§ **PROBLEM A**
List the five sections of Zuckerberg's written testimony as the article on Facebook's cryptocurrency testimony names them.
§ **PROBLEM B**
In the article on Facebook's cryptocurrency testimony, which committee did Mark Zuckerberg appear before as the sole witness?
§ **PROBLEM C**
Extend the article on Facebook's cryptocurrency testimony, picking up after its final paragraph.

§ **SELECTED EXTRACT**

--

All you need to know about Facebook’s Cryptocurrency Testimony
Mark Zuckerberg, Facebook's CEO went on to be the sole witness in front of the USHRCFS (United States House of Representatives Committee on Financial Services) to testify his role in developing Libra, a cryptocurrency backed by a bunch of stable international assets and designed to be used anywhere in the world. Following the tradition, an unabridged testimony was submitted in advance with the members of Congress for the lines of questioning to be prepared.
As the government and central banks struggle to keep up with the global currency backed up by their assets, the comments from Zuckerberg were disappointingly predictable in some ways. With three new bills being introduced to the house in the days leading up to the testimony, can spell doom for Mark’s plan. However, a closer analysis of his comments puts a light on Facebook’s bigger strategy.
The structure- Explained.
The written testimony submitted by Mark is classified into five sections namely, the Introduction, a summary of the Libra Project, plans on combating discrimination, a commitment to diversity, and finally the conclusion.
The first section is interesting for the following reasons.
First, Mark’s plan to place Libra in the global context as a reaction to China’s plan to establish a similar cryptocurrency that can be spent anywhere in the world, and distributed via a consortium of state-owned companies!
While the social media giant had previously emphasized on cryptocurrency being backed by a bunch of international assets, perhaps awarding a stake in the technology to a broader group of people, Mark utilized political undertones and the audience of the US elected officials to refocus his project on its American roots.
“Libra will be backed by dollars mostly, and I believe it will help strengthen America’s financial leadership, democratic values as well as oversight around the world. The only need is for America to innovate, without which our leadership is not guaranteed”, Mark said.
The introduction part is also worth noting as it draws a great amount of attention towards questions of diversity and civil rights, topics that have already been addressed in front of the congress but are only tangentially related to the cryptocurrency designed to serve unbanked people typically those consisting of underrepresented groups.
“I feel blessed to be in a position where we can make a difference in people’s lives,” Mark concluded with what appeared to be a hat-tip to the US voters and the religious inclinations of elected officials.

--

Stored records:
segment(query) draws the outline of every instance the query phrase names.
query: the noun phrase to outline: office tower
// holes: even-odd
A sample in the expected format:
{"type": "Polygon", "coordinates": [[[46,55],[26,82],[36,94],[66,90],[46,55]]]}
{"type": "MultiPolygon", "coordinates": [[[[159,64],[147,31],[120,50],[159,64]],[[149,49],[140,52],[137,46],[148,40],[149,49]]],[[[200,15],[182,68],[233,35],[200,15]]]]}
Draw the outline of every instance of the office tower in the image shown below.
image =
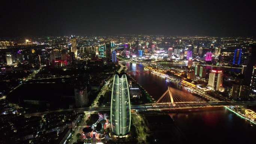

--

§ **TASK OUTPUT A**
1. The Introduction
2. A summary of the Libra Project
3. Plans on combating discrimination
4. A commitment to diversity
5. The conclusion

§ **TASK OUTPUT B**
He appeared before the United States House of Representatives Committee on Financial Services.

§ **TASK OUTPUT C**
Ii. The Summary
The summary part of Mark’s testimony strongly rehashes the well-known definition of The Libra Association, the Libra cryptocurrency, and the Calibra wallet for storing the cryptocurrency with one small change. Since the time FB’s head of cryptocurrency, Davis Marcus was testified before Congress during July 2019, a letter was sent to members of the association by four US lawmakers asking to withdraw their participation from the group. This event was followed by an exodus of some major financial players including PayPal, MasterCard, and VISA. With a few members responding harshly, the US senator of South Dakota “Mike Rounds” called his colleagues’ tone disappointing, while expressing support for the financial innovation at the same time.
The second section is concluded by distinguishing Facebook’s cryptocurrency wallet, Calibra, from the Libra Currency. This clarified Facebook’s intentions of not selling data about Calibra users to third parties. This section also reiterates the desire of Facebook to position Libra as a US tool for global financial competition.
Iii. Combating discrimination and committing to diversity
The descending sections address the subject of combating discrimination. However, reading between the lines, the comments serve two goals related to Libra.
First, they focus on the recent positive changes made by Facebook, including the establishment of a CRTF (Civil Rights Task Force), leaving a good taste in the mouths of the congress members but negative news filling the headlines.
Second, focus on the publicly identified under-banked population including groups of people addressed in civil rights campaigns, women and underrepresented groups as the key target users of cryptocurrency.
iv. The Final Word
The conclusion reiterates Facebook’s intention of not launching the cryptocurrency without any regulatory support, which looks like a tough sell. As of early last week, 21 bills related to block-chain were under congressional review. However, on October 19, 2019, three new bills were introduced aiming at undermining Facebook’s efforts. According to Jason Brett, CEO of the Value Technology Advocacy Group, the updated version of “Keeping Big Tech out of the Finance Act” was largely aimed at keeping the social media giant away from cryptocurrency.
He also added by saying that “Stablecoins are Securities” bill has far-reaching implications on companies like Gemini, Circle, and Coinbase. These companies have already created Stablecoins backed by different assets similar to Libra. Whereas, bills like “Prohibiting the listing of certain securities” tend to prevent Stablecoins like Libra from entering the capital market space.
“As Congress prepares to reign in the Libra cryptocurrency from its perceived impact to the strength of the US Dollar, policymakers are framing measures that have an impact beyond Facebook. If the three bills are passed, no big Tech company will be able to offer cryptocurrency. Stablecoins will be treated as a security and any firm or its members benefiting from it will be delisted from the stock exchange,” added Brett.